Natural-language object grounding data:
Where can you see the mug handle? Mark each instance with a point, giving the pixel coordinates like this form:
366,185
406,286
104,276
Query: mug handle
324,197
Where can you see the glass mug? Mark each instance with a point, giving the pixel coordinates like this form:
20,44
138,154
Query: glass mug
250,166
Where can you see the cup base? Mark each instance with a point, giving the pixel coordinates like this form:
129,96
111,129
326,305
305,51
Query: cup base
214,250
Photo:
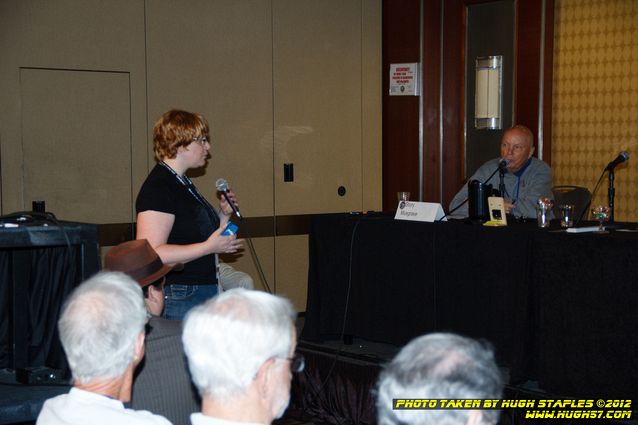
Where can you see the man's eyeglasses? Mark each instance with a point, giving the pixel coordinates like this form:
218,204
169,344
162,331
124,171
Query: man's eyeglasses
201,140
297,362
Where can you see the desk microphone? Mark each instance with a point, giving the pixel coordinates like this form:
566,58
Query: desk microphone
222,186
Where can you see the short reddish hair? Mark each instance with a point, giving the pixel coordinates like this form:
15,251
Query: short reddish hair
177,128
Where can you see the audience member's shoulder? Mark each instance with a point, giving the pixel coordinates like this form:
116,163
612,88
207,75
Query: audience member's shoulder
158,327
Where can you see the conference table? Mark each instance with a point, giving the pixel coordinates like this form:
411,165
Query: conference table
558,307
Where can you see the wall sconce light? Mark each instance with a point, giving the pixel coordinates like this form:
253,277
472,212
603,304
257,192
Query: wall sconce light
488,100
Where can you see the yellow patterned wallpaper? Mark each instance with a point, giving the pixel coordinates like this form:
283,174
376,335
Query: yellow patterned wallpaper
595,99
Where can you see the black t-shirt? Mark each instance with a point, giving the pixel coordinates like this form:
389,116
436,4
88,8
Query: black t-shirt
163,192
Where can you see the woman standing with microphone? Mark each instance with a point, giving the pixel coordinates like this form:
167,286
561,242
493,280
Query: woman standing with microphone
179,223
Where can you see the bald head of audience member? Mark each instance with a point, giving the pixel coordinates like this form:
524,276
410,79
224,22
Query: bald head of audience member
440,366
102,331
240,347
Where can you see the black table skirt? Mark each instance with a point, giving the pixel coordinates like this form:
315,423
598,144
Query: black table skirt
556,306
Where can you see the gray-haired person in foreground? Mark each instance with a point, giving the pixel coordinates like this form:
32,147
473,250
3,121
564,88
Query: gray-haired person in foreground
102,333
240,347
439,366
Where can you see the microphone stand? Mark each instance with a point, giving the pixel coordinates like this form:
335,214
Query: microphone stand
611,192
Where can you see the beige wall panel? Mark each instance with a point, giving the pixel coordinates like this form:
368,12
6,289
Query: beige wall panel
317,55
291,269
76,140
215,57
244,262
90,35
371,100
595,99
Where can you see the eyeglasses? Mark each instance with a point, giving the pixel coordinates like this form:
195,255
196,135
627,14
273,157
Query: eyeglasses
202,140
515,148
297,362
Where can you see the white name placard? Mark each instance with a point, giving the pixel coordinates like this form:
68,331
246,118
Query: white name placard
419,211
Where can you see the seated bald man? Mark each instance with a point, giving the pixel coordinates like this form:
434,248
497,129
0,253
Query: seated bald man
527,178
102,333
240,347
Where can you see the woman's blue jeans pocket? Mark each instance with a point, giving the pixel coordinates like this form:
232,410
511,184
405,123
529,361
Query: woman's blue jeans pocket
179,299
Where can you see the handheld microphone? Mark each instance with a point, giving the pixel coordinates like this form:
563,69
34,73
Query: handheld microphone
222,186
622,157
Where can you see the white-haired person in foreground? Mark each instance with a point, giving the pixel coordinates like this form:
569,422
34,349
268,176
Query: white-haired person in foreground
240,347
439,366
102,332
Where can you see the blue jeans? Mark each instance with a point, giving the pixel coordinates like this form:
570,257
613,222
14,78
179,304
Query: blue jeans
178,299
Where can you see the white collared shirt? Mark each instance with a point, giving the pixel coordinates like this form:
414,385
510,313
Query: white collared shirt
80,407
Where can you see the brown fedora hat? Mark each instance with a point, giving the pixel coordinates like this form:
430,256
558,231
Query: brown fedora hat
139,260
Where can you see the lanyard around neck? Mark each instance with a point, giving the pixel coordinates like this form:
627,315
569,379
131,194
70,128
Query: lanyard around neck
184,180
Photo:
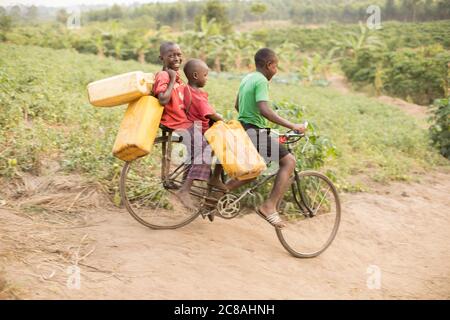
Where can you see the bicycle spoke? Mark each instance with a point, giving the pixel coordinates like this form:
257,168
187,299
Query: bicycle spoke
320,203
305,235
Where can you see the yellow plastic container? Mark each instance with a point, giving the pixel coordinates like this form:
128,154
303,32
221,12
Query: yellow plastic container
235,151
138,129
120,89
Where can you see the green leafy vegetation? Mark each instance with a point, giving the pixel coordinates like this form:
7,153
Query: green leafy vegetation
440,128
47,119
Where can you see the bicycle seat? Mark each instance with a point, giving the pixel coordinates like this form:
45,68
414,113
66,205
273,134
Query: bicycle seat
164,128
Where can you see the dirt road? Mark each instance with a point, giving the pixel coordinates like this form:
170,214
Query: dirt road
398,234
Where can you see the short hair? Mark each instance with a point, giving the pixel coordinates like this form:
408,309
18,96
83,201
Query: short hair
192,66
263,56
165,46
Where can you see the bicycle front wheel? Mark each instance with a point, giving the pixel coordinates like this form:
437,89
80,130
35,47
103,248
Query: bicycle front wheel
150,201
311,210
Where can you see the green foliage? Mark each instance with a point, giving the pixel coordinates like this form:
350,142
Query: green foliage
440,128
416,74
45,115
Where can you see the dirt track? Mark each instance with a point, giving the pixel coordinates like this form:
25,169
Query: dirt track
402,229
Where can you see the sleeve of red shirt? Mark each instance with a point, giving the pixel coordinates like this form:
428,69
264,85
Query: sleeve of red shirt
162,80
204,108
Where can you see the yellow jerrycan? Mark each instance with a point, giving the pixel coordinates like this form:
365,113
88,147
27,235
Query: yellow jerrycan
138,129
235,151
120,89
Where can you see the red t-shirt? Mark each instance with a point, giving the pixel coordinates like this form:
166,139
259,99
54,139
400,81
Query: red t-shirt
174,115
197,102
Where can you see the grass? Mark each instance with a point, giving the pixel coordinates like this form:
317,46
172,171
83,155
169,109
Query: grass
45,115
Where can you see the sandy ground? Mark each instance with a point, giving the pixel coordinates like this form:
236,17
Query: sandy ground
393,243
397,236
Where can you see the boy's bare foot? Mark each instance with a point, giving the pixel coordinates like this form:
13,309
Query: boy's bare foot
185,198
218,185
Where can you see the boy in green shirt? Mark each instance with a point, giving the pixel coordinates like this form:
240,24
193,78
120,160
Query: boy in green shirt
252,103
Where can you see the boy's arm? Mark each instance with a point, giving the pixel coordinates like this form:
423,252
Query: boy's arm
215,117
272,116
164,97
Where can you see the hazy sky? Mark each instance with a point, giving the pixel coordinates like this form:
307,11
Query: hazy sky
68,3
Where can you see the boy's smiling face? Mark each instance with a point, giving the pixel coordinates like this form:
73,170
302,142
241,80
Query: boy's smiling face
172,57
272,67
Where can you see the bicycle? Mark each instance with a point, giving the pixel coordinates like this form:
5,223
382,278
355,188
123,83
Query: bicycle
310,208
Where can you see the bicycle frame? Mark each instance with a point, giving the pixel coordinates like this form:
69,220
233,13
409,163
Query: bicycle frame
170,179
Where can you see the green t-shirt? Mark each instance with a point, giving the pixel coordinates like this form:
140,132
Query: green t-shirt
253,89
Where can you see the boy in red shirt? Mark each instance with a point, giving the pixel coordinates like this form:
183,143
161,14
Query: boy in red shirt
201,113
169,89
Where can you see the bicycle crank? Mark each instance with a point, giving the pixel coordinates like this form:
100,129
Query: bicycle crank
228,206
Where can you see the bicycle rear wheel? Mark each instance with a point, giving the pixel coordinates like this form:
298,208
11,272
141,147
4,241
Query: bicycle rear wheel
311,210
148,199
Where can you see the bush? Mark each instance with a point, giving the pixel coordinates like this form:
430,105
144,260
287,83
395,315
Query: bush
417,73
440,128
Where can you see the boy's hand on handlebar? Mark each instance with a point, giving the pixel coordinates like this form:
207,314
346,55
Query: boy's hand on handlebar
299,128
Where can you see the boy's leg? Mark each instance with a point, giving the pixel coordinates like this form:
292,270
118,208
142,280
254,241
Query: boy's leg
282,182
200,169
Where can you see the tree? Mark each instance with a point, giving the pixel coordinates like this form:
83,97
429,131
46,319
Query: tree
115,12
32,13
258,9
15,13
390,9
62,16
215,10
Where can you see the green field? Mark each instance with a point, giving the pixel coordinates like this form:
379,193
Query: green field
45,116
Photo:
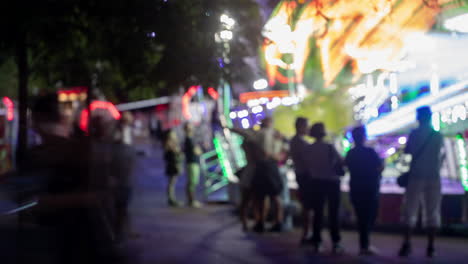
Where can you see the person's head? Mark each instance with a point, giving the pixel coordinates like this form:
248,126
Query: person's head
301,126
127,118
317,131
359,135
102,126
424,115
267,122
171,139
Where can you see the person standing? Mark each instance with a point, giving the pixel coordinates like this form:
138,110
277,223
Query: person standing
298,147
424,145
173,158
192,153
323,160
365,168
267,182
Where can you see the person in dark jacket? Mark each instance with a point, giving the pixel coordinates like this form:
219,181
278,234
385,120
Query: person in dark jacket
365,168
173,158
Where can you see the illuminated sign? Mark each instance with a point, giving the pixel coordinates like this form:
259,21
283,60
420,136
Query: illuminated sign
244,97
368,35
10,108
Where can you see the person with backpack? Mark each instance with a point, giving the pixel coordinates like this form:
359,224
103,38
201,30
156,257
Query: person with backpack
365,168
423,183
324,171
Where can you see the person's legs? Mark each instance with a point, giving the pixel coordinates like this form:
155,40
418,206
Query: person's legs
170,191
193,173
278,224
432,198
244,206
411,202
260,208
360,211
334,198
318,197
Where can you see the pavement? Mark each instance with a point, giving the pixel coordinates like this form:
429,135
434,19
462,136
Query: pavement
212,234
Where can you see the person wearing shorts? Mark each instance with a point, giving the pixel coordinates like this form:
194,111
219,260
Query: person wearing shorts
424,181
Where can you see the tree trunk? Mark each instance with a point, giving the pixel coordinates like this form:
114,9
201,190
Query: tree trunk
23,76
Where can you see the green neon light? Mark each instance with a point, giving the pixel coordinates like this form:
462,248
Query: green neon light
462,161
223,161
239,154
346,145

Your assignment
What is needed is an exact copy of the lines from the one containing "Query: tree trunk" through the final line of the data, both included, and nothing more.

Exercise answer
Query: tree trunk
23,76
Where can you see the green neon light? Mark each instance with a point, giving the pixel coordinates like this form:
462,248
Query: green neon light
462,161
223,161
239,154
346,145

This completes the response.